— start of Records provided —
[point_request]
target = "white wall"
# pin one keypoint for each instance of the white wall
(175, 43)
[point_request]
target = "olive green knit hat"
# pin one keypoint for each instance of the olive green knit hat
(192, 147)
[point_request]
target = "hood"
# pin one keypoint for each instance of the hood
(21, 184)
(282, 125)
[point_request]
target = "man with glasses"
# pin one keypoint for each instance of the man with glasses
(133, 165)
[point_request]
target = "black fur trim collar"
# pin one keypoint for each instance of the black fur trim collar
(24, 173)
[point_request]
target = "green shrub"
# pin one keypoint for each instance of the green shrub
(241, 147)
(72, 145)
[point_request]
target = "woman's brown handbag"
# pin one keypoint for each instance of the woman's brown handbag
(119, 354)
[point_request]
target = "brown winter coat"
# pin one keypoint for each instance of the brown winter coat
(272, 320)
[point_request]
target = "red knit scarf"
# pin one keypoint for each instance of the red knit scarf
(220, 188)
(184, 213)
— end of Records provided —
* [Given exercise]: Retype the data exactly as given.

* [Written response]:
[point_request]
target = "white wall"
# pin one keypoint for each instance of the white wall
(175, 43)
[point_request]
target = "olive green knit hat"
# pin one keypoint for each instance of the olive green knit hat
(192, 147)
[point_request]
target = "hood"
# pin one keypoint for each instance of the hood
(21, 184)
(282, 125)
[point_request]
target = "man with glasses"
# pin one keypoint for each instance of the man with glasses
(133, 165)
[point_request]
target = "black fur trim collar"
# pin one keypoint for each instance of the black fur trim collar
(24, 173)
[point_request]
target = "green shrub"
# pin one keypoint for each instance of the green shrub
(241, 147)
(72, 145)
[point_request]
target = "woman's brown handbag"
# pin one keypoint for each instance of the woman's brown handbag
(119, 354)
[point_request]
target = "brown winter coat"
# pin one keypoint for each instance of the brown winter coat
(272, 320)
[point_request]
target = "red knit scarf"
# pin one keypoint for each instance of the red knit scarf
(220, 188)
(184, 213)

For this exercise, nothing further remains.